Kumar, arrested from a jungle resort in Chitwan in Nepal on Thursday, was handed over to a 2-member CBI team this evening.

india Updated: Feb 09, 2008 18:48 IST

Dr Amit Kumar, the alleged kingpin of the multi-crore rupees kidney racket, was on Saturday deported to India.

Forty-year-old Kumar, who was arrested from a jungle resort in Chitwan in southern Nepal on Thursday, was handed over to a two-member CBI team on Saturday evening.

He is being to flown to New Delhi by IC-814 and is expected to reach later this evening.

CBI had registered a case against Kumar and others on Friday night on a request from the Haryana government under various sections of Indian Penal Code and Human Organ Transplant Act of 1994.

Nepalese authorities, which had on Friday announced that Kumar would be produced in court in Kathmandu on Sunday, acceded to India's request for immediate deportation.

Kumar was arrested from Hotel Wildlife Camp in Chitwan near the Indo-Nepal border and foreign currency of Euro 145,000, $18,900 and an Indian bank draft of Rs 936,000 were seized from his possession.

The Indian doctor, who was believed to have carried out 500 illegal kidney transplants, claimed he was not a kidney dealer and had not committed any crime.

Nepalese police said after questioning Kumar that he had "confessed" to carrying out over 300 kidney transplants in India.

Information given →
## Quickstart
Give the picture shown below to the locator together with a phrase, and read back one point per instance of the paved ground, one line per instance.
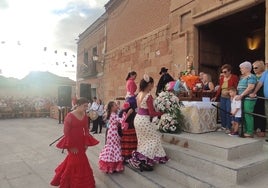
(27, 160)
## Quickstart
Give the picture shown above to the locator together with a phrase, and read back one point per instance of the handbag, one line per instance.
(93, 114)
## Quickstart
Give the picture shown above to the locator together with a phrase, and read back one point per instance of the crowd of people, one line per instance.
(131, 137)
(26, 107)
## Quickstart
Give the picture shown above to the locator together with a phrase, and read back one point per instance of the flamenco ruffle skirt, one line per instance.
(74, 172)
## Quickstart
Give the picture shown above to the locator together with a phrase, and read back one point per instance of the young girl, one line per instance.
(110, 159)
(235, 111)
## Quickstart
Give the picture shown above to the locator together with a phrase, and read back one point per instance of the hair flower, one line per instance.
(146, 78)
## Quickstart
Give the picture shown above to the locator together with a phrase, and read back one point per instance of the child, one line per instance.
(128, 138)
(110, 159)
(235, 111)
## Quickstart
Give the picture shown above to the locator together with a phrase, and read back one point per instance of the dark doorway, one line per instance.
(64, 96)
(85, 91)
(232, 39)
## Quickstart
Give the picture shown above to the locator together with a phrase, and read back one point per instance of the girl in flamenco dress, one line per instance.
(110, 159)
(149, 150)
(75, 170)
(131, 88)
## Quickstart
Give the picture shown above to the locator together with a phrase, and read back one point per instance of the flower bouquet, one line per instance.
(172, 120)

* * *

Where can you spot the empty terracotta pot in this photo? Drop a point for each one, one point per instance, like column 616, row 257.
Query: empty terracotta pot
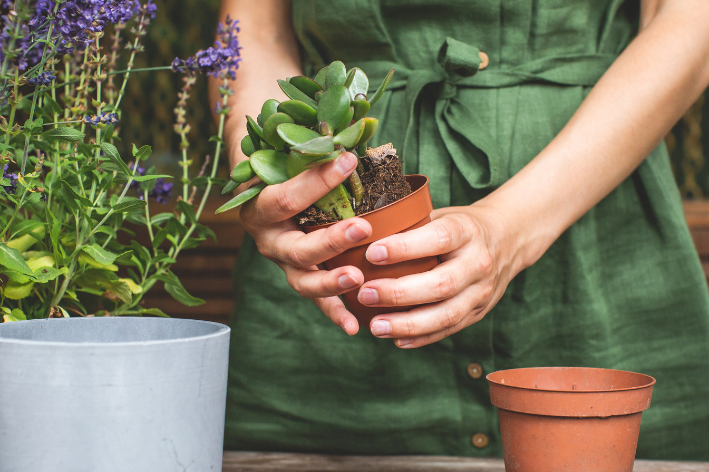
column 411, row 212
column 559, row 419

Activity list →
[1] Answer these questions using the report on the kidney racket deportation:
(a) At which hotel in Chitwan was Kumar arrested?
(b) Besides the Indian Penal Code, under which law did the CBI register its case against Kumar?
(c) How many kidney transplants in India did Nepalese police say Kumar had "confessed" to?
[2] Carry the report on the kidney racket deportation forward from its final sentence.

Answers to the exercises →
[1]
(a) Hotel Wildlife Camp
(b) The Human Organ Transplant Act of 1994
(c) Over 300

[2]
Nepalese police said that Kumar "admitted" to charging Rs three-four lakh for each transplant. He "confessed" to looking for hospitals in Nepal through an agent Pankaj Jha, who is now absconding.

An Interpol Red Corner Notice was issued against the tainted doctor after the massive racket with inter-state and international ramifications came to light on January 24.

Nepalese media reports quoted a police official as saying that Kumar had tried to bribe the police team that went to arrest him.

Police Inspector Prakash Malla, who went to arrest Kumar, told a private television in Kathmandu that the Indian doctor offered up to one crore to set him free.

"Why do you arrest me, take money, how much do you need? Twenty lakh, thirty lakh, forty lakh or one crore?" Malla quoted Kumar as saying.

Police said they also recovered some fake documents from him, which indicated that he was trying to acquire Nepalese citizenship and another passport apparently to help him fly to Canada to join his family there.